**Directions for this task:** Your answer should consist of each line from the data below that contains "bowl".
*** Information supplied ***
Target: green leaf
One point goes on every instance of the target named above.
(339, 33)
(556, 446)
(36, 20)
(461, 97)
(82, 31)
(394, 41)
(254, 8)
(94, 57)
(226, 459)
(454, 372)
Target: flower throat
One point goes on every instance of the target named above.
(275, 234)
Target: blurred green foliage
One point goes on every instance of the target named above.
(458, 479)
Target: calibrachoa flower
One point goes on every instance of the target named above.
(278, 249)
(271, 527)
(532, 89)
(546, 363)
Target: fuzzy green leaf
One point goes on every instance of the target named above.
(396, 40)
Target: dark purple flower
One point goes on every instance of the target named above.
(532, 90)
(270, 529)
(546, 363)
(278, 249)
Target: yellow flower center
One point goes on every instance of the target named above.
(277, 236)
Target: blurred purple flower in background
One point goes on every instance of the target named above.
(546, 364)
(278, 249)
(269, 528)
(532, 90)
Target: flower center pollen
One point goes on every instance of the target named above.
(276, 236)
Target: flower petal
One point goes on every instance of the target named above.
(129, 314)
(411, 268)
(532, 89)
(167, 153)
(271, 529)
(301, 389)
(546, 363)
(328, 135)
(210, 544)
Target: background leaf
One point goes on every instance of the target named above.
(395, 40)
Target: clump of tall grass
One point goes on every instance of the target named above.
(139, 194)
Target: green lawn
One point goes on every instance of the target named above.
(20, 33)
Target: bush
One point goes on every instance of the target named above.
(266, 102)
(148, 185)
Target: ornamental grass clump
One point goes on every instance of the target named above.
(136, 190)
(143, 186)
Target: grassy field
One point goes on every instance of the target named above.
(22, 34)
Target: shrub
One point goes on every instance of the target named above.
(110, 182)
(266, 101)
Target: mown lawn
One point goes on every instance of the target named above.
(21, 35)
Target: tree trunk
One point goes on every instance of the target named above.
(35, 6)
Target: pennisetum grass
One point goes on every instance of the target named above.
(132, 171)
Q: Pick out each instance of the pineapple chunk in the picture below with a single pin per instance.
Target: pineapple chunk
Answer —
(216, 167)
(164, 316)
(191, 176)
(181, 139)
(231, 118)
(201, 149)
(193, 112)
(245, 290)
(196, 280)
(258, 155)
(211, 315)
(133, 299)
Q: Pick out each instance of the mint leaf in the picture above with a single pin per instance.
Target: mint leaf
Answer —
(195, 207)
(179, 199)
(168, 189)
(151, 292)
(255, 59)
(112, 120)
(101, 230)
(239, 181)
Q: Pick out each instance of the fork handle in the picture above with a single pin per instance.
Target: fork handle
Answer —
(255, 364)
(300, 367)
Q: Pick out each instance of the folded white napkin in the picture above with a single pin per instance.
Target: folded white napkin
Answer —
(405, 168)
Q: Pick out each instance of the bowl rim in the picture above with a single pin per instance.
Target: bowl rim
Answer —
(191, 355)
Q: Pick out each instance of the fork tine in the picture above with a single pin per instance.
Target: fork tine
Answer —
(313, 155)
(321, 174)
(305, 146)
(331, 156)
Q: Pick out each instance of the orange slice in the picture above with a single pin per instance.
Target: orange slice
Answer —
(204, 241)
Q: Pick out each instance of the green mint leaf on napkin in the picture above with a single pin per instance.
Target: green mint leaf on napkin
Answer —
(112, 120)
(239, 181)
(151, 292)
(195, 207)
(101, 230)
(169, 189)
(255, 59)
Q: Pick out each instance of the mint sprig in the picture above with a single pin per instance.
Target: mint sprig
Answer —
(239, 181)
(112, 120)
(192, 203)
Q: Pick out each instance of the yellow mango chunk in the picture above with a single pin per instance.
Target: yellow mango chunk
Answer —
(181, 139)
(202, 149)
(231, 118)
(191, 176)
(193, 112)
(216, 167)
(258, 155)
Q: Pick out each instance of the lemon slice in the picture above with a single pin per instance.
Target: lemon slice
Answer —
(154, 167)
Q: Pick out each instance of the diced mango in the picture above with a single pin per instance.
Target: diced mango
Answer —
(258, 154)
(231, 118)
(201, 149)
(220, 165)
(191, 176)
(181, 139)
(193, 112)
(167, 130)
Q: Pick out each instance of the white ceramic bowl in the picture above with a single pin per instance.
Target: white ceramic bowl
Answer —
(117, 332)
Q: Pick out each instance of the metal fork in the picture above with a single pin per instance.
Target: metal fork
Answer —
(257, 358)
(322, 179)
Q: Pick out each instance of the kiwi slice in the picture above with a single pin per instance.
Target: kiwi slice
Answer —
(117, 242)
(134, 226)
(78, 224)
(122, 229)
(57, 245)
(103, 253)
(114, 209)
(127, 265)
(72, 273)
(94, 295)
*** End of Information supplied ***
**Solution for this problem:**
Q: Pick out each instance of the bowl rim in the picture above with a single pin per instance.
Target: bowl rim
Q: Pick out each instance of the white ceramic bowl in the picture above with a single pin per instance.
Target: white ceramic bowl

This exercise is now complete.